[Working data]
_ _ _

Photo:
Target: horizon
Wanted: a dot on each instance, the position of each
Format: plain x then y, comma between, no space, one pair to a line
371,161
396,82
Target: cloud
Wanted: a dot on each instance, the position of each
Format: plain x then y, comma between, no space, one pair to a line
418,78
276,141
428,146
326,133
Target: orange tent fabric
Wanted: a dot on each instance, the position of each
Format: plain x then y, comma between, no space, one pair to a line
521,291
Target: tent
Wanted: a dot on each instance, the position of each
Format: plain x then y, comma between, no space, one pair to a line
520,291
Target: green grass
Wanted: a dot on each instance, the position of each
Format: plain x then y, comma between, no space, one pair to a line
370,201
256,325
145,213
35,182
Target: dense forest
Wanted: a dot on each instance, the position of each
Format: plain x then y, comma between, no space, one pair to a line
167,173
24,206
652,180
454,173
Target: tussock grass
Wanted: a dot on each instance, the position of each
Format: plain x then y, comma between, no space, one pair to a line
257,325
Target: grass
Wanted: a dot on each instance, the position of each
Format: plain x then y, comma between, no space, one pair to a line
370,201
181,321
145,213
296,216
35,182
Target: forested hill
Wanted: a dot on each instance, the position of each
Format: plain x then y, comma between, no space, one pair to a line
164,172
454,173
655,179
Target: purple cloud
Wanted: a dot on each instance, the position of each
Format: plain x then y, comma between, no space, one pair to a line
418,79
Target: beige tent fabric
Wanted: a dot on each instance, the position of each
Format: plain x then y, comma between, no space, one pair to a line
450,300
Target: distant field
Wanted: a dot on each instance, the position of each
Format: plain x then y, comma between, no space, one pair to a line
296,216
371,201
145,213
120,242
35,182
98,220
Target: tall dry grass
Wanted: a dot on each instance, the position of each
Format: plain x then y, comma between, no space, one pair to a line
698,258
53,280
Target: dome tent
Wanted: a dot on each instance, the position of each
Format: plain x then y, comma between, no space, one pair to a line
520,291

_ _ _

Rewrite all of the data above as a numbered list, one line per item, and leave out any blank lines.

[Answer in full]
1. Photo:
2. Target: horizon
3. Wanted: a dot on each instance, the position of each
4. Format: plain x then y, comma between, no space, one pair to a line
5. 371,161
6. 396,82
7. Target: cloud
8. Wanted: a dot on each instance, the position of each
9. Format: plain x then y, comma between, no space, one pair to a line
10. 418,78
11. 276,141
12. 428,146
13. 326,133
14. Target: orange tent fabric
15. Wanted: a dot on each instance, the position of each
16. Format: plain x then y, comma between, no space, one pair to a line
17. 521,291
18. Target: tent
19. Wanted: a dot on each instance, the position of each
20. Format: plain x then y, comma between, no space, one pair to a line
21. 520,291
22. Target: green grass
23. Wanted: a dot on each instance, the position of each
24. Format: plain x then y, comma between, no space, one pair to a line
25. 370,201
26. 256,325
27. 145,213
28. 35,182
29. Target: dense forest
30. Wanted: a dot on each instance, the position of each
31. Format: plain x then y, comma between, no space, one pair to a line
32. 167,173
33. 24,206
34. 652,180
35. 454,173
36. Target: tussock grass
37. Wanted: a dot on each instance, the position of each
38. Format: plain x then y, comma between, no space, one pair to a line
39. 257,325
40. Target: grass
41. Wanted: a dot on each instance, the position of each
42. Format: plain x then y, comma between, no space, one pair to a line
43. 370,201
44. 181,321
45. 145,213
46. 296,216
47. 35,182
48. Target: forested hill
49. Wanted: a dot on each instance, the position of each
50. Format: plain x then y, comma between, no space, one pair to a line
51. 164,172
52. 454,173
53. 655,179
54. Target: purple cloud
55. Wanted: a dot on each instance, the position of each
56. Format: plain x then y, comma between, no space, one pair to a line
57. 418,79
58. Target: beige tent fabric
59. Wanted: a dot on each instance, the position of each
60. Format: plain x then y, comma between, no space, one pair to a line
61. 450,300
62. Target: distant field
63. Wanted: a dot on each instance, the position of each
64. Format: plain x then y, comma between, no space, one pair to a line
65. 296,216
66. 371,201
67. 145,213
68. 120,242
69. 35,182
70. 98,220
71. Target: tall dry grass
72. Wanted: a dot on each instance, the position of each
73. Format: plain x then y, comma between, no space, one pair to a line
74. 698,258
75. 53,280
76. Target: dome tent
77. Wanted: a dot on each instance, the position of each
78. Format: plain x then y, comma between, no space, one pair to a line
79. 520,291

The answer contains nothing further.